* The data:

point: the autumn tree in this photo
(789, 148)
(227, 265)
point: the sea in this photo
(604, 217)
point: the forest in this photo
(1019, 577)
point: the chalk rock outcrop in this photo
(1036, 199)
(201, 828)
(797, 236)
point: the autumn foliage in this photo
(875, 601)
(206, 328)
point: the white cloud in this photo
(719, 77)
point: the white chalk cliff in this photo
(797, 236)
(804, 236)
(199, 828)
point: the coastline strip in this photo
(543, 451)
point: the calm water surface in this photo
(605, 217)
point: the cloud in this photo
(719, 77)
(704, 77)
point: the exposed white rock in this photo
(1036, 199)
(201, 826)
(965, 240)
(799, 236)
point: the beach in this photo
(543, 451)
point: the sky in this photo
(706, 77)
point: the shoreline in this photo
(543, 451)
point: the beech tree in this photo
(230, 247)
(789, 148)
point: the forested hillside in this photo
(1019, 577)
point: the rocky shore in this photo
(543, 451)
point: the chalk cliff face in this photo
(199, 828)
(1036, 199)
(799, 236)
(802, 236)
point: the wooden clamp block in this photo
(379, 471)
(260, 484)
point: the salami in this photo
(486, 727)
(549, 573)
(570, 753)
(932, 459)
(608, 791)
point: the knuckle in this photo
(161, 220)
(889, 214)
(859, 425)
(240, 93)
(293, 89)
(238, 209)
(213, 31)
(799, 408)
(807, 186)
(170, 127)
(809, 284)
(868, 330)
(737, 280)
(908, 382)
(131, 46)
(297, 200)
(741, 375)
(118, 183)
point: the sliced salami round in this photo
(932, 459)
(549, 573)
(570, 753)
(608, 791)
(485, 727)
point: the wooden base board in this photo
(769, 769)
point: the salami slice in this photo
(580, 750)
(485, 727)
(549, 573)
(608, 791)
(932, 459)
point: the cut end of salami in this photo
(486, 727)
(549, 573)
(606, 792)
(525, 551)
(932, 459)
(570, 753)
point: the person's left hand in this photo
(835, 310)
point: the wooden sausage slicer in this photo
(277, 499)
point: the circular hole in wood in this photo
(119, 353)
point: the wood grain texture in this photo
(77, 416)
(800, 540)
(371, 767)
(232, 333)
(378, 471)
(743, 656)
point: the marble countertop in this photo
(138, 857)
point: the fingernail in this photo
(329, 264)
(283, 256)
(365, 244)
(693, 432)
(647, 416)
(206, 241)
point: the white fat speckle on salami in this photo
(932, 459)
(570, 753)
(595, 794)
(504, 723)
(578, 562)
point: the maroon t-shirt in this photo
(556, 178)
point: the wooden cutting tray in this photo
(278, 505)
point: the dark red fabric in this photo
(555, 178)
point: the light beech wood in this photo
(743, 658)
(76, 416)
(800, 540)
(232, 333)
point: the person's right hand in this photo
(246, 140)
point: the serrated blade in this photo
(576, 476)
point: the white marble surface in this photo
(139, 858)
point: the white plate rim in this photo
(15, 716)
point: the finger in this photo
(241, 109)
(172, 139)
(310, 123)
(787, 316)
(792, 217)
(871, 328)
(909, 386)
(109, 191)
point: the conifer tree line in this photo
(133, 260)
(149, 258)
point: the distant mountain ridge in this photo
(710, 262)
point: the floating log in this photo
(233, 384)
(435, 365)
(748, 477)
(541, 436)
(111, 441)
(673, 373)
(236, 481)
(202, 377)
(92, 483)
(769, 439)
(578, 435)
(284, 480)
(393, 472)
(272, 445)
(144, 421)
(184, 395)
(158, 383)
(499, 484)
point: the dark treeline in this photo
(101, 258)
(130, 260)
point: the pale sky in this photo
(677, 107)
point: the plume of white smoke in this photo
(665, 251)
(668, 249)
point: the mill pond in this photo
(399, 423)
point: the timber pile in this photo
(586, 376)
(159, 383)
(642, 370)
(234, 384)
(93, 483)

* Task to complete:
Turn all of the records above into a Markdown table with the columns Row and Text. Give each line its own row, and leave out blank lines.

* Solution to the problem:
| Row | Text |
|---|---|
| 1 | point: the autumn tree in this photo |
| 2 | (789, 148) |
| 3 | (227, 265) |
| 4 | point: the sea in this photo |
| 5 | (604, 217) |
| 6 | point: the forest in this photo |
| 7 | (1019, 577) |
| 8 | point: the chalk rock outcrop in this photo |
| 9 | (1036, 199) |
| 10 | (201, 828) |
| 11 | (797, 236) |
| 12 | point: the autumn foliage in this photo |
| 13 | (875, 601) |
| 14 | (206, 328) |
| 15 | point: the white cloud in this photo |
| 16 | (719, 77) |
| 17 | point: the white chalk cliff in this photo |
| 18 | (797, 236) |
| 19 | (804, 236) |
| 20 | (199, 828) |
| 21 | point: the coastline strip in this photo |
| 22 | (543, 451) |
| 23 | point: the calm water surface in this photo |
| 24 | (605, 217) |
| 25 | point: the cloud in this photo |
| 26 | (719, 77) |
| 27 | (704, 77) |
| 28 | point: the exposed white rock in this photo |
| 29 | (1036, 199) |
| 30 | (201, 826) |
| 31 | (965, 240) |
| 32 | (799, 236) |
| 33 | point: the beach in this photo |
| 34 | (543, 451) |
| 35 | point: the sky in this photo |
| 36 | (706, 77) |
| 37 | point: the shoreline in this photo |
| 38 | (543, 451) |
| 39 | point: the beech tree in this photo |
| 40 | (230, 247) |
| 41 | (789, 148) |
| 42 | point: the forested hillside in this photo |
| 43 | (1019, 577) |
| 44 | point: the rocky shore in this photo |
| 45 | (543, 451) |
| 46 | point: the chalk cliff face in this photo |
| 47 | (199, 828) |
| 48 | (1036, 199) |
| 49 | (799, 236) |
| 50 | (802, 236) |
| 51 | point: the wooden clamp block in this photo |
| 52 | (379, 471) |
| 53 | (260, 484) |
| 54 | point: the salami in this photo |
| 55 | (486, 727) |
| 56 | (549, 573) |
| 57 | (570, 753) |
| 58 | (932, 459) |
| 59 | (608, 791) |
| 60 | point: the knuckle in this photo |
| 61 | (161, 220) |
| 62 | (889, 214) |
| 63 | (859, 425) |
| 64 | (240, 93) |
| 65 | (293, 89) |
| 66 | (238, 209) |
| 67 | (213, 31) |
| 68 | (799, 408) |
| 69 | (807, 186) |
| 70 | (170, 127) |
| 71 | (809, 284) |
| 72 | (868, 330) |
| 73 | (737, 280) |
| 74 | (908, 382) |
| 75 | (131, 46) |
| 76 | (297, 200) |
| 77 | (741, 375) |
| 78 | (118, 183) |
| 79 | point: the sliced salami round in this photo |
| 80 | (932, 459) |
| 81 | (549, 573) |
| 82 | (570, 753) |
| 83 | (608, 791) |
| 84 | (485, 727) |
| 85 | point: the wooden base board in this photo |
| 86 | (769, 769) |
| 87 | point: the salami slice in this photo |
| 88 | (580, 750) |
| 89 | (485, 727) |
| 90 | (549, 573) |
| 91 | (608, 791) |
| 92 | (932, 459) |
| 93 | point: the cut end of salami in this photo |
| 94 | (486, 727) |
| 95 | (549, 573) |
| 96 | (606, 792) |
| 97 | (525, 551) |
| 98 | (932, 459) |
| 99 | (570, 753) |
| 100 | point: the person's left hand in this photo |
| 101 | (835, 310) |
| 102 | point: the wooden sausage slicer in this photo |
| 103 | (277, 499) |
| 104 | point: the circular hole in wood in this photo |
| 105 | (119, 353) |
| 106 | point: the wood grain texture in this photo |
| 107 | (77, 416) |
| 108 | (800, 540) |
| 109 | (371, 767) |
| 110 | (232, 333) |
| 111 | (378, 471) |
| 112 | (743, 656) |
| 113 | point: the marble countertop in this photo |
| 114 | (138, 857) |
| 115 | point: the fingernail in this photo |
| 116 | (329, 264) |
| 117 | (283, 256) |
| 118 | (365, 244) |
| 119 | (693, 432) |
| 120 | (647, 416) |
| 121 | (206, 241) |
| 122 | point: the white fat speckle on salami in this photo |
| 123 | (932, 459) |
| 124 | (570, 753) |
| 125 | (595, 794) |
| 126 | (504, 723) |
| 127 | (578, 562) |
| 128 | point: the maroon t-shirt in this photo |
| 129 | (556, 178) |
| 130 | point: the wooden cutting tray in this photo |
| 131 | (278, 505) |
| 132 | point: the dark red fabric in this photo |
| 133 | (555, 178) |
| 134 | point: the light beech wood in this photo |
| 135 | (743, 658) |
| 136 | (76, 416) |
| 137 | (800, 540) |
| 138 | (232, 333) |
| 139 | point: the person's right hand in this photo |
| 140 | (246, 140) |
| 141 | point: the serrated blade in this photo |
| 142 | (576, 476) |
| 143 | point: the white marble surface in this photo |
| 144 | (139, 858) |
| 145 | point: the white plate rim in this photo |
| 146 | (15, 716) |
| 147 | point: the finger in this photo |
| 148 | (241, 109) |
| 149 | (172, 139) |
| 150 | (310, 123) |
| 151 | (787, 316) |
| 152 | (792, 217) |
| 153 | (871, 328) |
| 154 | (909, 386) |
| 155 | (109, 191) |
| 156 | point: the conifer tree line in this photo |
| 157 | (133, 260) |
| 158 | (149, 258) |
| 159 | point: the distant mountain ridge in this photo |
| 160 | (710, 262) |
| 161 | point: the floating log in this photo |
| 162 | (233, 384) |
| 163 | (435, 365) |
| 164 | (748, 477) |
| 165 | (541, 436) |
| 166 | (111, 441) |
| 167 | (673, 373) |
| 168 | (236, 481) |
| 169 | (202, 377) |
| 170 | (92, 483) |
| 171 | (769, 439) |
| 172 | (578, 435) |
| 173 | (284, 480) |
| 174 | (393, 472) |
| 175 | (272, 445) |
| 176 | (144, 421) |
| 177 | (184, 395) |
| 178 | (158, 383) |
| 179 | (499, 484) |
| 180 | point: the dark treeline in this photo |
| 181 | (101, 258) |
| 182 | (130, 260) |
| 183 | point: the pale sky in this photo |
| 184 | (677, 107) |
| 185 | point: the plume of white smoke in this photo |
| 186 | (665, 251) |
| 187 | (668, 249) |
| 188 | point: the mill pond in this photo |
| 189 | (399, 423) |
| 190 | point: the timber pile in this photo |
| 191 | (586, 376) |
| 192 | (159, 383) |
| 193 | (642, 370) |
| 194 | (234, 384) |
| 195 | (93, 483) |